Apply what you read
1. Summarize the Windows 2000 antivirus text in two sentences.
2. Update the Windows 2000 antivirus text from "Ask the Experts: What's" to "a tough question.", changing "laptop" to "notebook".

Ask the Experts: What's the best antivirus software for Windows 2000?
Kevin R. Smith
We get a lot of questions to our "Ask the Experts" link. We answer 'em all.
Most times they're good questions. Some times they're great.
One such question came in today from Rich who asks,
Here's my reply:Which antivirus program and firewall can I use on a laptop with Windows 2000 Pro installed.
"The laptop hardware meets most programs requirements but most programs say XP or newer.
"My laptop works great as is and I would just like to have good antivirus and firewall protection.
This is definitely a tough question.
The problem is this: Windows 2000 (which was my favorite version of Windows) is SO far out-of-patch from Microsoft (it is almost 2012), even if you were to find antivirus software for it, which I quite doubt, the OS itself isn't being updated and thus can't be secured anymore.
If the underlying OS is insecure, all bets are off.
I say this with a background as former CTO of a publicly traded credit card processing company. These types of issues weren't just what-if scenarios there, but things I had to make policy about for my company and shareholders.
The bottom line: even back then I wouldn't have allowed someone to connect to my network with an OS that old, now you're taking about one that's, literally, 12 years old.
It just cannot be secured. Plain and simple.
Here's the next rub: the way the antivirus software "hooks" into the OS has changed even since XP. One malware researcher found the hooking method in XP could in some cases be circumvented and most any antivirus software bypassed. And this was with XP. Who knows what the story is with W2K.
Since Windows 2000, Microsoft has released:
- Windows XP
- Windows 2003 (servers)
- Windows Vista
- Windows 2008 (servers)
- Windows 7
So, as much as I'd love to recommend a product, I'd be doing you a disservice.
Here's why: the reason no antivirus company is making software for 2000 anymore is because if Microsoft isn't updating the underlying OS anymore, they A/V companies certainly aren't willing to put their necks on the line trying to defend what is, practically speaking, indefensible.

Provided information

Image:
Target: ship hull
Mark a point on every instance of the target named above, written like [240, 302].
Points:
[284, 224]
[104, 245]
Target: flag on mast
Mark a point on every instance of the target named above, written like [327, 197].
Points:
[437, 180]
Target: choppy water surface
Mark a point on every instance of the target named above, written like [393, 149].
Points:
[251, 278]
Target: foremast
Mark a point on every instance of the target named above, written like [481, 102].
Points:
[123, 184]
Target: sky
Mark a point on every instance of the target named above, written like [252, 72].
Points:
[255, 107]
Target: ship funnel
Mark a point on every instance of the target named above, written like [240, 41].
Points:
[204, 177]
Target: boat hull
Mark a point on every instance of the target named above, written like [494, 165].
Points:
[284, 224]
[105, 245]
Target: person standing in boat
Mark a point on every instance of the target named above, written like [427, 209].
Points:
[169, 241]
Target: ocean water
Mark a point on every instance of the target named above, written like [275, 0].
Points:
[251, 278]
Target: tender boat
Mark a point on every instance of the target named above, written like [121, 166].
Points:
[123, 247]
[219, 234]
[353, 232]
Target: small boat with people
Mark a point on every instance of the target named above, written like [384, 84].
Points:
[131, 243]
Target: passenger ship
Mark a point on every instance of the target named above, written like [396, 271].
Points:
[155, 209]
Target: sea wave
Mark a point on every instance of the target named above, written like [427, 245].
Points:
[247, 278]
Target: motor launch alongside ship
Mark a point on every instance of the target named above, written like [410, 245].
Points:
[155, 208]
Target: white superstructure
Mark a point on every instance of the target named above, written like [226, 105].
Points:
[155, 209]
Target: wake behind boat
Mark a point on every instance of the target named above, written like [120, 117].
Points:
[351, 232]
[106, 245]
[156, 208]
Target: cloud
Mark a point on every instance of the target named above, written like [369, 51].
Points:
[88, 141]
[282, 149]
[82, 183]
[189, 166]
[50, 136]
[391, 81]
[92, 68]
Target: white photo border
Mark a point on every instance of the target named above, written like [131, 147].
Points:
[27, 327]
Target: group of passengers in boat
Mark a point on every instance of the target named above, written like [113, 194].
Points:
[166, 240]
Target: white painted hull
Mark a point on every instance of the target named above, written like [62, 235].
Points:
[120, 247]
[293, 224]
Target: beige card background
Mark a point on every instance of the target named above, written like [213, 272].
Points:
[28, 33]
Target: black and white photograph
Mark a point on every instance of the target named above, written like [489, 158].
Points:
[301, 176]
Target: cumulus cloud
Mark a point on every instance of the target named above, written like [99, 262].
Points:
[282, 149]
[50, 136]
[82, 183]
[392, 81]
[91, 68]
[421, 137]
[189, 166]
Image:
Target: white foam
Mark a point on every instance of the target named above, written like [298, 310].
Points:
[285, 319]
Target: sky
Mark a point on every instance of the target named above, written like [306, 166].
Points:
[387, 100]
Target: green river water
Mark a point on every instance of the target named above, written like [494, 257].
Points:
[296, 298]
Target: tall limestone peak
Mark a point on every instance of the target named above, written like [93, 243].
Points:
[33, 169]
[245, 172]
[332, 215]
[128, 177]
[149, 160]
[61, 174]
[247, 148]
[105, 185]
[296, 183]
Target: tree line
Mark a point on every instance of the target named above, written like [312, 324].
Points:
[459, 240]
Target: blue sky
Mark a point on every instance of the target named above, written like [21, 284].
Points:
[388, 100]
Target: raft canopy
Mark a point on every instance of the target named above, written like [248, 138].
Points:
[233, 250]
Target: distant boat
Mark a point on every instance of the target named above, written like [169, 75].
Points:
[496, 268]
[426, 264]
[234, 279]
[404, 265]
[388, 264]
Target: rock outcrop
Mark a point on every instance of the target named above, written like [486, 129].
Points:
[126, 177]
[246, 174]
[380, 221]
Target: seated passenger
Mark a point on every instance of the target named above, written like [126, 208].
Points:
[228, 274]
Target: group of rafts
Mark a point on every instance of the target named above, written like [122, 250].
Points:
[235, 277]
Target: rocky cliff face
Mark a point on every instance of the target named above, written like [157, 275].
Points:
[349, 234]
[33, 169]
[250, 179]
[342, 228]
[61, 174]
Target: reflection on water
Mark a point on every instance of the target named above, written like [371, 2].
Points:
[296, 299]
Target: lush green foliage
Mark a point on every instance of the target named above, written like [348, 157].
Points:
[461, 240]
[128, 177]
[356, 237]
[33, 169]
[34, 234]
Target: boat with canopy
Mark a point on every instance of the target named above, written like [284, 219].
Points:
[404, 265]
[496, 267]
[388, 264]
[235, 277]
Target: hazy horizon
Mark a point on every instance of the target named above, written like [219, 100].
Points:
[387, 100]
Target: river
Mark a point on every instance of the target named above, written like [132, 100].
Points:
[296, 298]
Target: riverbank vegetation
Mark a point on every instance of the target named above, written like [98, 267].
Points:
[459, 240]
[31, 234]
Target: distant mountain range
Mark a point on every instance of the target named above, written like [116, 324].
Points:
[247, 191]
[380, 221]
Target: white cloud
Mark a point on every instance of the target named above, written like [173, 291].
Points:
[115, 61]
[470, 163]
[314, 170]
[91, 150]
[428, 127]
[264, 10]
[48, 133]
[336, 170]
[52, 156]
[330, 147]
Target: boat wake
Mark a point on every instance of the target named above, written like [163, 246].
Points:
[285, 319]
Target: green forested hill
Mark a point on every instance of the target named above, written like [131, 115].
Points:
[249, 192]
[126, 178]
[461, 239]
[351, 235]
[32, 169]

Answer section
1. A reader asked which antivirus program and firewall to use on a laptop running Windows 2000 Pro, and the writer calls this a tough question because Microsoft no longer updates that operating system, so it can't be secured. For that reason, and because antivirus companies no longer make software for Windows 2000, the writer declines to recommend a product.

2.
Ask the Experts: What's the best antivirus software for Windows 2000?
Kevin R. Smith
We get a lot of questions to our "Ask the Experts" link. We answer 'em all.
Most times they're good questions. Some times they're great.
One such question came in today from Rich who asks,
Here's my reply:Which antivirus program and firewall can I use on a notebook with Windows 2000 Pro installed.
"The notebook hardware meets most programs requirements but most programs say XP or newer.
"My notebook works great as is and I would just like to have good antivirus and firewall protection.
This is definitely a tough question.